*** Records shown ***

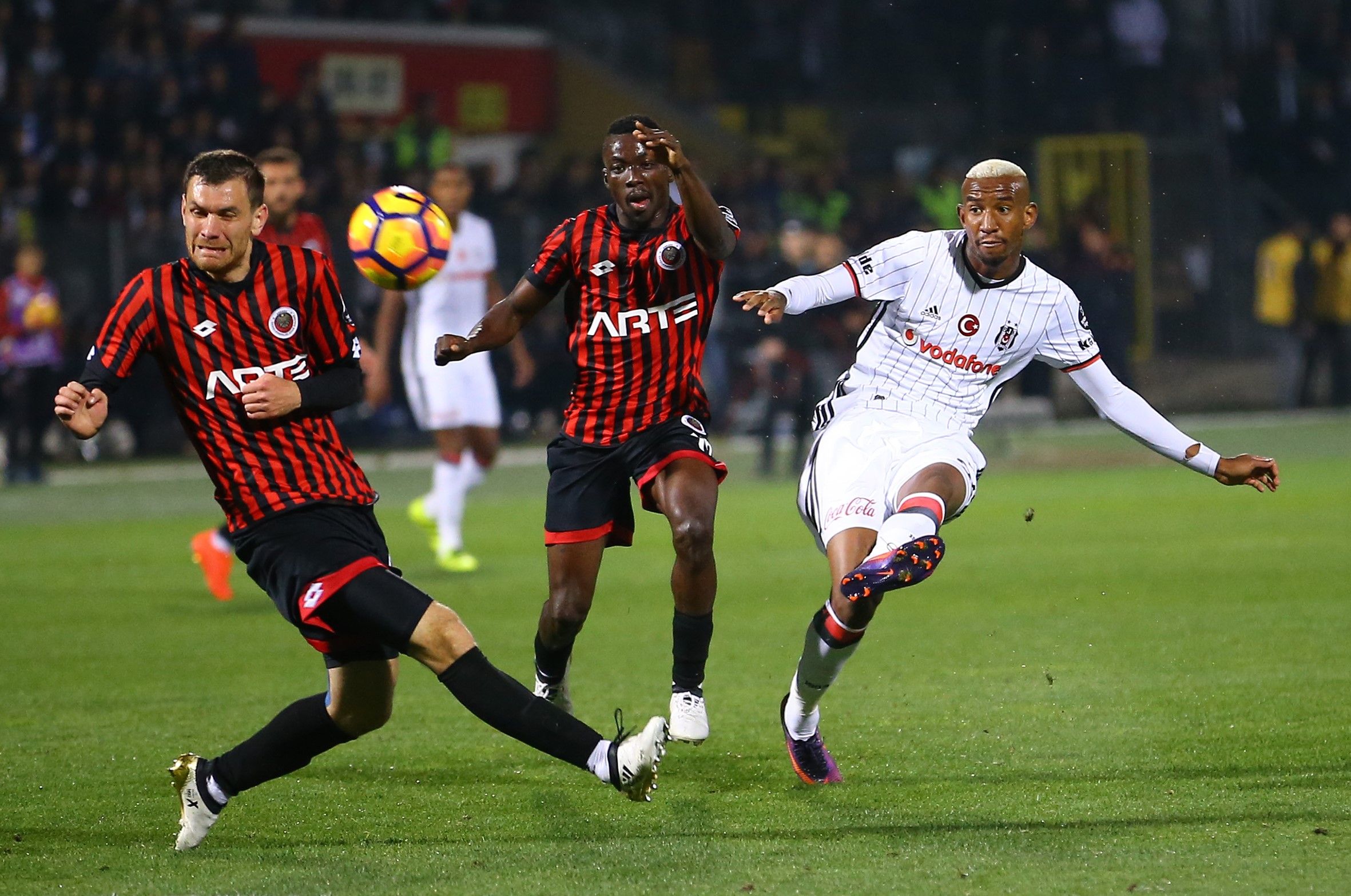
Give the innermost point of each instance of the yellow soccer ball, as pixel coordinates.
(399, 238)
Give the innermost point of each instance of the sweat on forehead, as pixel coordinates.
(995, 185)
(618, 145)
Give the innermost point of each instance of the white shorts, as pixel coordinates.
(460, 393)
(864, 457)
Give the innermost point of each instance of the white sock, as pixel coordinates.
(472, 471)
(816, 672)
(919, 515)
(599, 761)
(448, 504)
(217, 794)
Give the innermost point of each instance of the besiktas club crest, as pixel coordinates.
(670, 254)
(284, 322)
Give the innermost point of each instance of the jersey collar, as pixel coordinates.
(986, 283)
(613, 213)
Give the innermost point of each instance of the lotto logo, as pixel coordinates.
(314, 596)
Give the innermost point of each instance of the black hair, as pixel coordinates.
(221, 166)
(627, 124)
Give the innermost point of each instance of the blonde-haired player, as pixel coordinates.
(958, 314)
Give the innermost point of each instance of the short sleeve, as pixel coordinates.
(330, 330)
(1068, 343)
(883, 273)
(553, 268)
(732, 221)
(129, 330)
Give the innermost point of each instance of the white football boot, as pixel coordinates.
(689, 718)
(634, 759)
(195, 818)
(561, 695)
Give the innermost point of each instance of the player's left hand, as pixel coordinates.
(663, 144)
(1249, 469)
(269, 396)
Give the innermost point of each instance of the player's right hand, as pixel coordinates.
(81, 411)
(452, 348)
(1249, 469)
(768, 303)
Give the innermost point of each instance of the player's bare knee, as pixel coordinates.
(363, 718)
(566, 608)
(693, 540)
(441, 638)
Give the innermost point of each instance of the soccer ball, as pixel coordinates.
(399, 238)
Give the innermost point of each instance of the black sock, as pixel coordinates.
(288, 742)
(507, 706)
(689, 652)
(551, 663)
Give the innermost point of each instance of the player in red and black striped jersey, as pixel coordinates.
(639, 279)
(284, 187)
(257, 348)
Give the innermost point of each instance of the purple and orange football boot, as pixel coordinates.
(909, 564)
(811, 760)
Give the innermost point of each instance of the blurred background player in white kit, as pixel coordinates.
(456, 403)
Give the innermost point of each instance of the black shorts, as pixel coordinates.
(326, 567)
(588, 484)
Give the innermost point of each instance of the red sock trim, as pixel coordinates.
(839, 633)
(923, 502)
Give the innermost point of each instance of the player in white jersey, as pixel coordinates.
(456, 403)
(958, 314)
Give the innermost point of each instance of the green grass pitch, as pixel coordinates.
(1147, 688)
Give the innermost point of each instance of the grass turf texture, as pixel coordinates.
(1142, 690)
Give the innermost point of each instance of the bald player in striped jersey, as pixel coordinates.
(958, 314)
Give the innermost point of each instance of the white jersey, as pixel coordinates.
(942, 341)
(457, 298)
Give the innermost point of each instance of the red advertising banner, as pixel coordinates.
(486, 79)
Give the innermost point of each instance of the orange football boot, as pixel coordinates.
(215, 564)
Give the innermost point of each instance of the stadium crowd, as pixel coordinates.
(103, 106)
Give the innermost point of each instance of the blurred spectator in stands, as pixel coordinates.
(939, 195)
(1331, 314)
(1103, 276)
(30, 361)
(1284, 295)
(1141, 31)
(422, 142)
(784, 373)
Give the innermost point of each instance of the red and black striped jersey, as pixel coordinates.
(638, 306)
(287, 318)
(307, 232)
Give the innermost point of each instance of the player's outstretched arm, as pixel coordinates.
(388, 321)
(498, 328)
(80, 410)
(707, 222)
(800, 294)
(1133, 414)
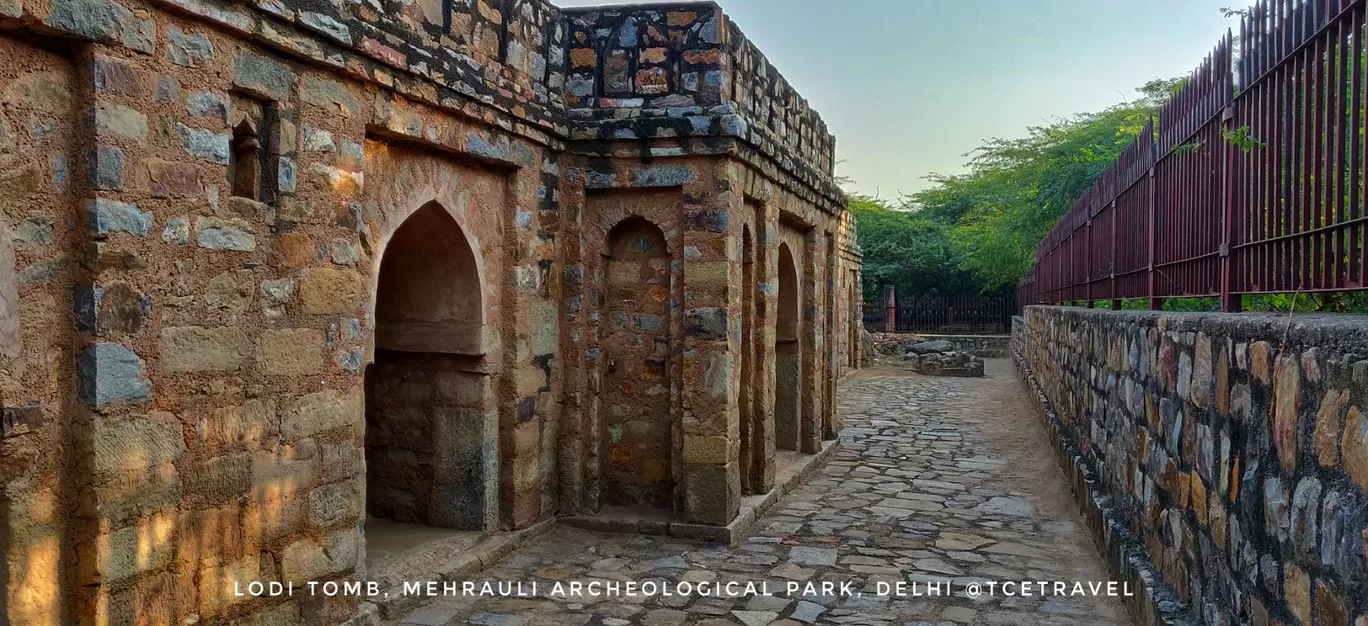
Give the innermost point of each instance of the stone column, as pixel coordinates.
(530, 334)
(575, 435)
(712, 346)
(811, 343)
(766, 320)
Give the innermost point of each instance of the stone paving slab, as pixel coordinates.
(939, 483)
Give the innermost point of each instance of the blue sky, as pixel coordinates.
(909, 86)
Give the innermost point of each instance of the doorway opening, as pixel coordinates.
(431, 427)
(788, 356)
(638, 429)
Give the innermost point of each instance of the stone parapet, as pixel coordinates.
(665, 71)
(1223, 457)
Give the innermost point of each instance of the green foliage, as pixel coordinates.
(909, 250)
(1242, 138)
(978, 231)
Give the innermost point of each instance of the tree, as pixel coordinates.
(1015, 190)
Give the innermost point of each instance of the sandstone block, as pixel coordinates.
(218, 234)
(193, 349)
(330, 291)
(129, 551)
(261, 75)
(312, 559)
(337, 505)
(292, 351)
(130, 443)
(111, 373)
(323, 410)
(230, 291)
(249, 424)
(220, 479)
(706, 450)
(121, 120)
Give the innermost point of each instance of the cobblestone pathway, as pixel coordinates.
(939, 483)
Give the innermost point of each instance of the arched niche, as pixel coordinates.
(431, 428)
(430, 298)
(638, 429)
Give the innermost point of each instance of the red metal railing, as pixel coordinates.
(1249, 186)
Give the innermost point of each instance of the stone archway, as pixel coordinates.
(431, 431)
(636, 425)
(788, 354)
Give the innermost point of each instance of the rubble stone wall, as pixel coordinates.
(196, 198)
(1229, 448)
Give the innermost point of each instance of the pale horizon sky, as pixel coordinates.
(909, 86)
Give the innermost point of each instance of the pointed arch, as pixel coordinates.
(638, 428)
(430, 297)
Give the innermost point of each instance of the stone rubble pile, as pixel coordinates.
(940, 358)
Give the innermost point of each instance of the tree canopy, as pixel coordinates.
(977, 231)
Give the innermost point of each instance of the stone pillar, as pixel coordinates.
(530, 335)
(766, 319)
(576, 438)
(811, 343)
(710, 350)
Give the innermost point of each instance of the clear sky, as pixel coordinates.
(909, 86)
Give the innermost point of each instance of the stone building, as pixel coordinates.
(271, 269)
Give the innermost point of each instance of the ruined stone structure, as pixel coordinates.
(268, 268)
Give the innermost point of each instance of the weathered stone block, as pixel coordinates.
(111, 373)
(106, 216)
(249, 424)
(104, 167)
(292, 351)
(263, 77)
(331, 94)
(311, 559)
(204, 144)
(707, 323)
(132, 443)
(230, 291)
(167, 179)
(218, 234)
(220, 479)
(129, 551)
(710, 494)
(329, 291)
(337, 505)
(324, 410)
(189, 49)
(193, 349)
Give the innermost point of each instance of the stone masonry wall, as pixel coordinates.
(426, 442)
(1231, 447)
(196, 197)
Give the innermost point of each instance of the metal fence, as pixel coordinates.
(1252, 182)
(963, 315)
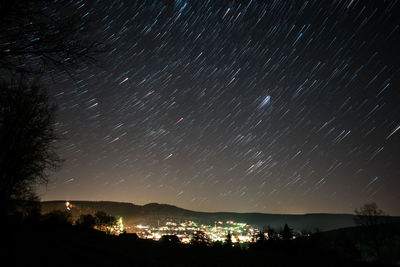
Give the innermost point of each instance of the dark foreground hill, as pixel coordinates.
(40, 244)
(158, 213)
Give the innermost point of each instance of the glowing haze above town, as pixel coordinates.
(246, 106)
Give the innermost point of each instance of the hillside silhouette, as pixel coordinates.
(154, 213)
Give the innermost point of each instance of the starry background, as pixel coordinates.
(267, 106)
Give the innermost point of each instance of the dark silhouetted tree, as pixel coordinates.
(370, 217)
(287, 233)
(37, 37)
(27, 140)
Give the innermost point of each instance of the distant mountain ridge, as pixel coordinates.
(154, 213)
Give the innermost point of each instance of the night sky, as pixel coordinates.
(267, 106)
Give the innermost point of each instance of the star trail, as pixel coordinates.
(266, 106)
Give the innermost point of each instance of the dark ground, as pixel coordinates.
(66, 245)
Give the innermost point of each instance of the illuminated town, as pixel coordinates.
(240, 232)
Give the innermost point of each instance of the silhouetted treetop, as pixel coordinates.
(27, 139)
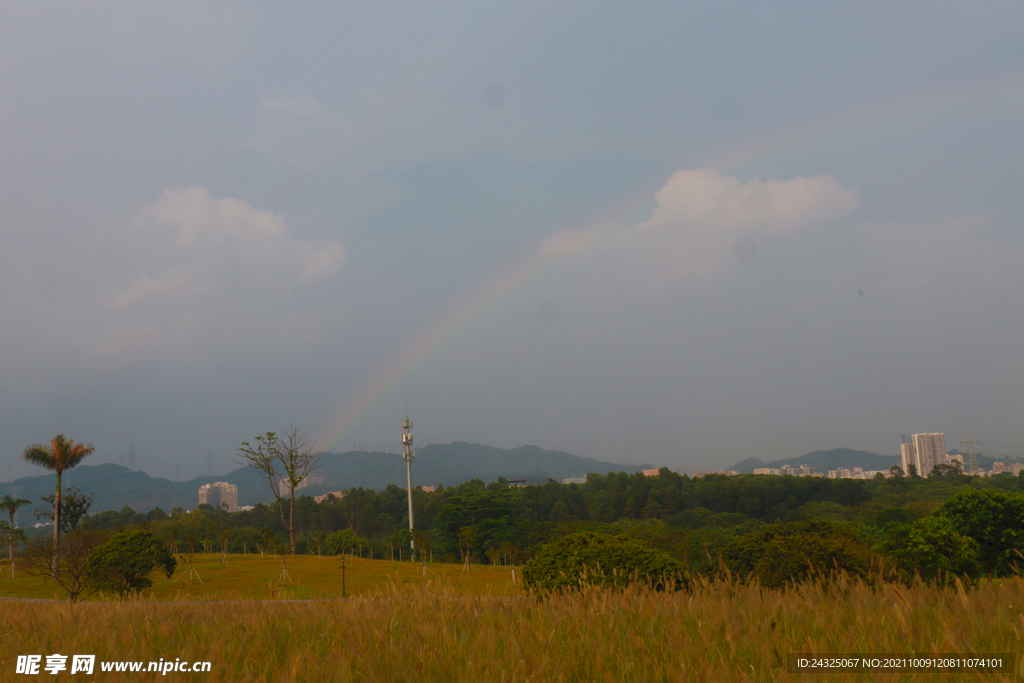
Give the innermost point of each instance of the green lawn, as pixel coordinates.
(253, 577)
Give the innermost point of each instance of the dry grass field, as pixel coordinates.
(409, 629)
(254, 577)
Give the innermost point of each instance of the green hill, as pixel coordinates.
(822, 461)
(116, 486)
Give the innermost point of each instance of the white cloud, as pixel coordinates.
(219, 263)
(705, 219)
(705, 201)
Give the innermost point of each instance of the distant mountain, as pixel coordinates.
(451, 464)
(822, 461)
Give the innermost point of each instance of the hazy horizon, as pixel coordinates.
(679, 233)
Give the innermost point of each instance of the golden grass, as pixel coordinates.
(253, 577)
(435, 632)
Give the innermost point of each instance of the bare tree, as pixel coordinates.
(285, 461)
(69, 564)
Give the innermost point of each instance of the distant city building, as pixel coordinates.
(856, 473)
(337, 494)
(907, 456)
(699, 473)
(219, 493)
(929, 451)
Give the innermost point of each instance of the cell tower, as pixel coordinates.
(409, 454)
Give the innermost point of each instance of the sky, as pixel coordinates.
(677, 233)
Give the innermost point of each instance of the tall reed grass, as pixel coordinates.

***

**Work request**
Please copy the line holding "Give the innermost point of each instance of the distant city" and all lines after it to the end of the records, exactly, and nothing else.

**Result of the exercise**
Give the innermost point of each instance of the distant city building, as pixel coordinates.
(856, 473)
(337, 494)
(907, 456)
(699, 473)
(219, 493)
(929, 451)
Give the innermost point of each instance of the cell tower, as pixel coordinates.
(409, 454)
Give the innermost point of each instance of the sky, as pixel coordinates.
(677, 233)
Give the innermost point of each instance of the tall reed grass, as pixel coordinates.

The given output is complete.